SUPPLIED DATA:
Start of Block
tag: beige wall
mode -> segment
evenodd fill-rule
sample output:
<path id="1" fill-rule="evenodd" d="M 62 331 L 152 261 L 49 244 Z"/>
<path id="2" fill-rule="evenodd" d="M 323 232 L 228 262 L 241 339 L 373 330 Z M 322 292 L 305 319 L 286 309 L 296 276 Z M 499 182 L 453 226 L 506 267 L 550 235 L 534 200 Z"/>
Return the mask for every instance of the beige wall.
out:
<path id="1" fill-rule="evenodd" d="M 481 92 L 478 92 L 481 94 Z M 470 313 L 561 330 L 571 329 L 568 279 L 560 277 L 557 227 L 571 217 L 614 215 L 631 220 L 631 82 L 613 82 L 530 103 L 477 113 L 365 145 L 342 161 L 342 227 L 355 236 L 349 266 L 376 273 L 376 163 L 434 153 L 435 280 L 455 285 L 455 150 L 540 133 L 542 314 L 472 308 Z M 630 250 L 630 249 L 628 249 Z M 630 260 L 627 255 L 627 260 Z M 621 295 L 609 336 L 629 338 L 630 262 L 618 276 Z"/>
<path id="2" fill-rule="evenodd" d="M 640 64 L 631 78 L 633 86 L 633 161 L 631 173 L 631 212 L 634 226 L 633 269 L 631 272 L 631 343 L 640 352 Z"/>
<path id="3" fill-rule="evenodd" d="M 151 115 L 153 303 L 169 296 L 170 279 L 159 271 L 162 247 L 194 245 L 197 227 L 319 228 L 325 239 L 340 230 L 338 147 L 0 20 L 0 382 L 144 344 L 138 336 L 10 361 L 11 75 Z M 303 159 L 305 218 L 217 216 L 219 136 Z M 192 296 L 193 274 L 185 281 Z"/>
End of Block
DIRECTIONS FOR THIS TASK: Output the full listing again, exactly as it stands above.

FINISHED EXERCISE:
tag: beige wall
mode -> segment
evenodd fill-rule
sample output:
<path id="1" fill-rule="evenodd" d="M 62 331 L 152 261 L 49 244 Z"/>
<path id="2" fill-rule="evenodd" d="M 323 232 L 228 262 L 241 339 L 373 330 Z M 322 292 L 305 319 L 286 309 L 296 276 Z M 499 182 L 453 226 L 506 267 L 550 235 L 534 200 Z"/>
Return the mask for every instance of the beige wall.
out:
<path id="1" fill-rule="evenodd" d="M 481 92 L 478 92 L 481 94 Z M 470 313 L 561 330 L 571 329 L 568 279 L 560 277 L 557 227 L 571 217 L 614 215 L 631 220 L 631 82 L 613 82 L 530 103 L 477 113 L 365 145 L 342 161 L 342 227 L 355 236 L 349 266 L 376 273 L 376 163 L 434 153 L 435 280 L 455 285 L 455 150 L 540 133 L 542 314 L 472 308 Z M 630 250 L 630 249 L 628 249 Z M 630 260 L 627 255 L 627 260 Z M 621 295 L 609 336 L 629 338 L 630 262 L 618 276 Z"/>
<path id="2" fill-rule="evenodd" d="M 640 64 L 631 78 L 633 86 L 633 161 L 631 173 L 631 212 L 634 226 L 633 269 L 631 272 L 631 343 L 640 352 Z"/>
<path id="3" fill-rule="evenodd" d="M 151 115 L 153 303 L 169 296 L 170 279 L 159 271 L 162 247 L 194 245 L 197 227 L 319 228 L 325 239 L 340 230 L 338 147 L 0 20 L 0 382 L 144 344 L 138 336 L 10 361 L 11 75 Z M 303 159 L 305 218 L 217 216 L 219 136 Z M 192 296 L 193 274 L 185 281 Z"/>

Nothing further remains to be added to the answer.